Duplica tali e quali le righe dei dati che vanno da quella contenente "Batch job #47 — class: tree bark." fino a quella contenente "419;323;481;398", entrambe comprese.

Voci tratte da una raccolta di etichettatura

━━━━

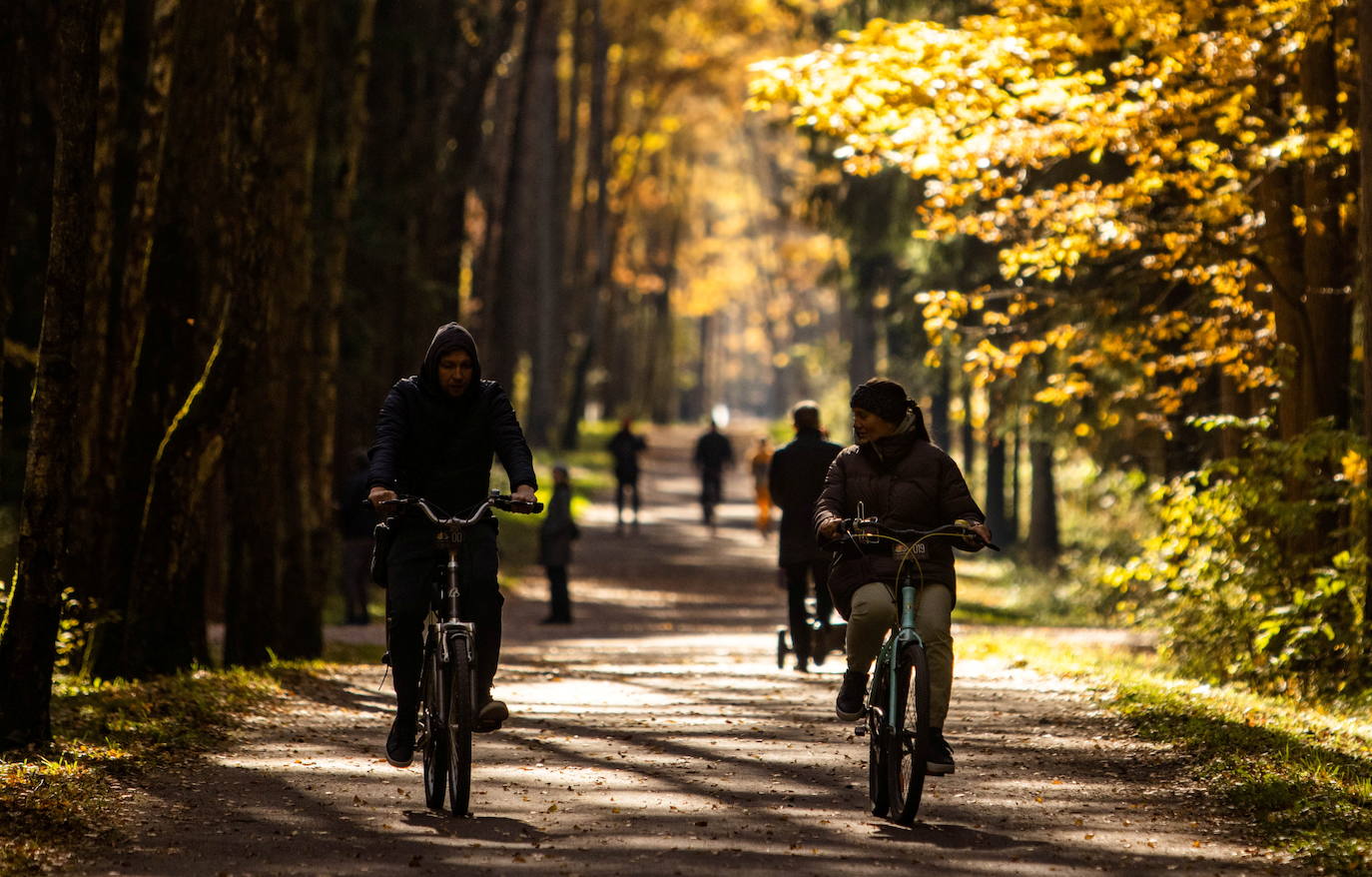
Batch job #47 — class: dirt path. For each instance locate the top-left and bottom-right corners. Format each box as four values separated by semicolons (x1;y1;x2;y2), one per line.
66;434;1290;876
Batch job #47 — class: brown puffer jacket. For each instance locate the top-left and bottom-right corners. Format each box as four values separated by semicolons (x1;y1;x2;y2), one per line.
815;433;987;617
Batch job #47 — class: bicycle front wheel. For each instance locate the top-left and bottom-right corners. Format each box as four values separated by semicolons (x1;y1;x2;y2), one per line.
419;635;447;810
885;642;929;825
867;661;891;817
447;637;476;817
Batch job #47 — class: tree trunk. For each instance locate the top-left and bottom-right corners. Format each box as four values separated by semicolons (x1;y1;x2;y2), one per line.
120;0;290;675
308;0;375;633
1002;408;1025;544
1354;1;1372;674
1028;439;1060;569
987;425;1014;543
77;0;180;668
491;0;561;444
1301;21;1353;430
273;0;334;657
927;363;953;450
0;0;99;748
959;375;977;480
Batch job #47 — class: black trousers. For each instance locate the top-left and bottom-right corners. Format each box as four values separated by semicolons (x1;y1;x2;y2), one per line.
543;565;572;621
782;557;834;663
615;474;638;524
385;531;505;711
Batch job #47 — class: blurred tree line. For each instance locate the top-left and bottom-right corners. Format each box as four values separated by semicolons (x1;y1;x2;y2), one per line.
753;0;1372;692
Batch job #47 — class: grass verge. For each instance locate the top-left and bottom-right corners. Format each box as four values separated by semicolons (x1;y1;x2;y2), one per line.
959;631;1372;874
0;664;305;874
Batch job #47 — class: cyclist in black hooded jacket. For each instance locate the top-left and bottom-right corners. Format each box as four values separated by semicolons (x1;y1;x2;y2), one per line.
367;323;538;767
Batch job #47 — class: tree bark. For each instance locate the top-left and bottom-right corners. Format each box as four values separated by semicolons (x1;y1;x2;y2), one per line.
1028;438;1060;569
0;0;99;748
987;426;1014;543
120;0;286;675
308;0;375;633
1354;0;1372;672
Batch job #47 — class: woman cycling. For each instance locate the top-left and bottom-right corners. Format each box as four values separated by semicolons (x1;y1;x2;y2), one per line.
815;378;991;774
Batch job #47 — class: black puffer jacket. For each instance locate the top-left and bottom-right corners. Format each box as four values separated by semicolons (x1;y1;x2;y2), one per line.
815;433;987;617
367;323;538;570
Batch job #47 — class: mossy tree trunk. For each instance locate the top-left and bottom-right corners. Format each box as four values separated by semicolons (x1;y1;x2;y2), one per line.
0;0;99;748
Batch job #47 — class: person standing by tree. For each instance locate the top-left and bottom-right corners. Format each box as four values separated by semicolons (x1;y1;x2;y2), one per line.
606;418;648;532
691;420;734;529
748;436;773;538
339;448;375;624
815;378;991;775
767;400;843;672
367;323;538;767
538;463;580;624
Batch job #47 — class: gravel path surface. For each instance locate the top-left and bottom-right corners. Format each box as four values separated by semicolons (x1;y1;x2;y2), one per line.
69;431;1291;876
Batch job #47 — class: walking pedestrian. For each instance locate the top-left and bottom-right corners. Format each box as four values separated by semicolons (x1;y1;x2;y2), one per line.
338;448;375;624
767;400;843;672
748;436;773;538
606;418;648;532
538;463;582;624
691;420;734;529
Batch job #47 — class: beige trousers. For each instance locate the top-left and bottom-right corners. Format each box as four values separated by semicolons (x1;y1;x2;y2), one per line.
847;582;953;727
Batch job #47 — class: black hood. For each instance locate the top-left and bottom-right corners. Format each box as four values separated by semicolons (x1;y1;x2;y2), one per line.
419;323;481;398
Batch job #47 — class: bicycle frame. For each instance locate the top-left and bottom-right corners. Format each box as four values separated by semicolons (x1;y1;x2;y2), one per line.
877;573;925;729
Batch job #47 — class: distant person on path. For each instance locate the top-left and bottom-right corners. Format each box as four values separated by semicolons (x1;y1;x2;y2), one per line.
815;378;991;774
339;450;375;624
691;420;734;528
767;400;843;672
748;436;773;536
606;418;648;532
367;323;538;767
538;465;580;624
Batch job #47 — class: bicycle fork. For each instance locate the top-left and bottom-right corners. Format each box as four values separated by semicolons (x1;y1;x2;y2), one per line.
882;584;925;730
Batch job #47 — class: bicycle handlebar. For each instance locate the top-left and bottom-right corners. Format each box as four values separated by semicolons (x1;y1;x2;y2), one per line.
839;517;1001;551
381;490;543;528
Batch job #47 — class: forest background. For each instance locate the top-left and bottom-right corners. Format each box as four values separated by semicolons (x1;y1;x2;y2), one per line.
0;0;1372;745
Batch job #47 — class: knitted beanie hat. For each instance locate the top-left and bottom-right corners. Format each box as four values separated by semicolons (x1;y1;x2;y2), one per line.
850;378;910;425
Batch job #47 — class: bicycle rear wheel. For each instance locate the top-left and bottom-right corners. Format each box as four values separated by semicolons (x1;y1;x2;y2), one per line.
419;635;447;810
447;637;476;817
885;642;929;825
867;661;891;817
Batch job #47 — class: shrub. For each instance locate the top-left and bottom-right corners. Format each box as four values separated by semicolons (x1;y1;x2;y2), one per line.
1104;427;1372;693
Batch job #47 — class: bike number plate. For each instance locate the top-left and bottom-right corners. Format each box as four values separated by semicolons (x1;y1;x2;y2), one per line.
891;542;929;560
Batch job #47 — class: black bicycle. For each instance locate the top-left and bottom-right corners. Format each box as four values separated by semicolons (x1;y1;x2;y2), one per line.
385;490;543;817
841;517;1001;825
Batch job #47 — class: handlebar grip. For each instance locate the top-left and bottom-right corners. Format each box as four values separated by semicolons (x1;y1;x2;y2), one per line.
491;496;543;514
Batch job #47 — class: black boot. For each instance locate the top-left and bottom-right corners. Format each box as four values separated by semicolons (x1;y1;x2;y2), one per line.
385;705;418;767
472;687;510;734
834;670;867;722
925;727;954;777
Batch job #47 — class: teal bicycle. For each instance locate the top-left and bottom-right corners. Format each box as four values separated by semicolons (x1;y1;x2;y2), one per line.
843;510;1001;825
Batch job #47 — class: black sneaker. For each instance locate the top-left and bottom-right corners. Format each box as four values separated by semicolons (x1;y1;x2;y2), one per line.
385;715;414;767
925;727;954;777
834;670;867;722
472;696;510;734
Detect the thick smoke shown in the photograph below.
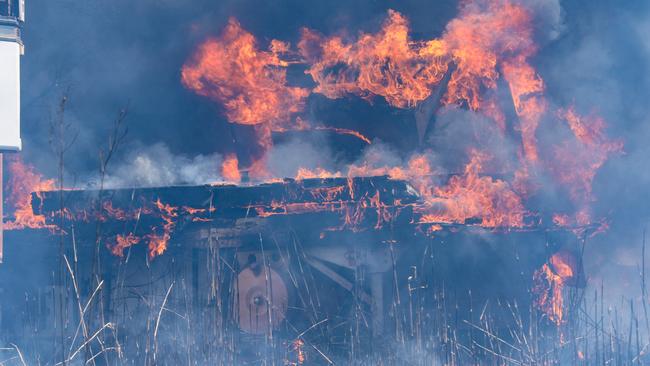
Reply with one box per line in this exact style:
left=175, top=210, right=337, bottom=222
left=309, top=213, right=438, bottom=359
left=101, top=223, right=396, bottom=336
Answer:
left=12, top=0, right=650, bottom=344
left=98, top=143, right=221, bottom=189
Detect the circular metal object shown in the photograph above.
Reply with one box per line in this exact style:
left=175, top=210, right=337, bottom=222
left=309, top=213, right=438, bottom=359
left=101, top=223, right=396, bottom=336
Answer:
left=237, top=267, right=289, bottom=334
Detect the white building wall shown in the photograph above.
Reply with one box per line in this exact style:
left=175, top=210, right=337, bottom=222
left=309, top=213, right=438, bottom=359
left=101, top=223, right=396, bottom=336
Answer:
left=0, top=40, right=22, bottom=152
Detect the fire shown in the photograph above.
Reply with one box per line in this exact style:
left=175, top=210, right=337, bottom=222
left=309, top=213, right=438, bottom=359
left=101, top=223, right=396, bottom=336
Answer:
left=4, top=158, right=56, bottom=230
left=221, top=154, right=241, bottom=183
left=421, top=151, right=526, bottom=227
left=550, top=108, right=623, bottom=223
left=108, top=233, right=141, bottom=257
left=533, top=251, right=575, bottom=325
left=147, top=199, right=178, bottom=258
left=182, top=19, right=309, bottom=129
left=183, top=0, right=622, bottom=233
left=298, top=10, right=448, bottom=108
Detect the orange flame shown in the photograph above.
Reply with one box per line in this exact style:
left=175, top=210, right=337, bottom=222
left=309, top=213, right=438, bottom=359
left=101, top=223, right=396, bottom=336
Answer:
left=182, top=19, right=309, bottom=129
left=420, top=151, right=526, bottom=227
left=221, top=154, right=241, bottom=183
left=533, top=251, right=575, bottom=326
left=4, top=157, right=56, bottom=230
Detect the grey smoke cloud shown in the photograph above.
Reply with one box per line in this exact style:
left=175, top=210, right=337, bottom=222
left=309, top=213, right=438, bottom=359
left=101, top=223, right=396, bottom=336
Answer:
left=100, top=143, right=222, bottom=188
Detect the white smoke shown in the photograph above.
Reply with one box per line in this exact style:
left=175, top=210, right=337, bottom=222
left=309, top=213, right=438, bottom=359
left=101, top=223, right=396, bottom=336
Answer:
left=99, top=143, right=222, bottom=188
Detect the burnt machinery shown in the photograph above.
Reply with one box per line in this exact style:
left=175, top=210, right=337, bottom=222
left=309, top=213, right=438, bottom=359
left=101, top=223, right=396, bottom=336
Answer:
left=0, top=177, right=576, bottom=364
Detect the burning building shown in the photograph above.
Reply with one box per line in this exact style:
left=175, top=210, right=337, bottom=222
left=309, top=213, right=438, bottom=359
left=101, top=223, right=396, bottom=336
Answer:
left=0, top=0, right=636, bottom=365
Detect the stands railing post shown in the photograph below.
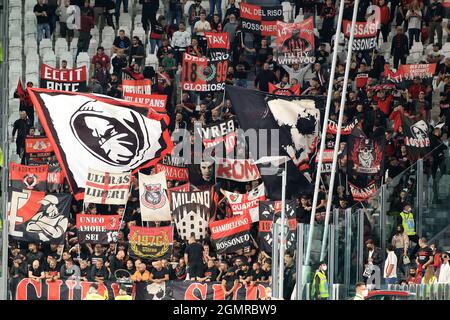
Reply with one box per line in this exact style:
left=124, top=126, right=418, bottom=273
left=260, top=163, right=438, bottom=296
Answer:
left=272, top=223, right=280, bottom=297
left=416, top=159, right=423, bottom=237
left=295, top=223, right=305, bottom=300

━━━━

In risposta:
Batch job #47 — class: tree bark. For each instance locate the top-left and bottom-right corners. Format each box as four values separated by semicolons (x1;y1;x2;y2), one per line.
1028;438;1060;569
0;0;99;748
987;426;1014;543
120;0;286;675
308;0;375;633
1354;0;1372;672
Batch job #47 — class: woman cycling. For each instance locate the top-left and bottom-right corners. Format each box as four values separated by semicolons (x1;y1;x2;y2), one per line.
815;378;991;774
Batch job #47 — class: black puffer jacket. For each instance locate the top-left and bottom-right corners. Format each box as four values separated by semicolons (x1;y1;x2;y2), one per line.
815;433;987;617
367;323;538;570
Batch job #47 — class: mossy tree trunk. For each instance locate the top-left and bottom-right corners. Format each box as four values separated by semicolons (x1;y1;x2;y2), one per line.
0;0;99;748
Batch job #47 — class: person standing by tree. For each instance locate the top-left and bottom-right corners. Format each box as four values separated by semicolons (x1;y1;x2;y2), one per line.
606;418;648;532
691;420;734;529
748;436;773;538
339;448;375;624
815;378;991;775
767;400;843;672
367;323;538;767
538;463;580;624
Batch job #47 — class: gravel path surface. For each instance locate the top-left and bottom-right corners. Format each box as four values separated by semicolons (x1;y1;x2;y2), one per line.
69;431;1291;876
Batch job #47 — class: walking pedestrian. For each instance locate the top-left and bottom-right corners. Format each box as four values separated by semicolons (x1;y1;x2;y2), one per line.
338;448;375;624
767;400;843;672
748;436;773;538
606;418;648;532
538;463;582;624
691;420;734;529
Batch job #47 — class: beige trousers. For each instance locate the top-left and bottom-right corners. Format each box as four values separated by semicolons (x1;y1;x2;y2), one per line.
847;582;953;727
Batch job #47 — class: black hood. For each instance locate the top-left and bottom-right corners. Format each box as four values separated by semicolons (x1;y1;x2;y2), one per line.
419;323;481;398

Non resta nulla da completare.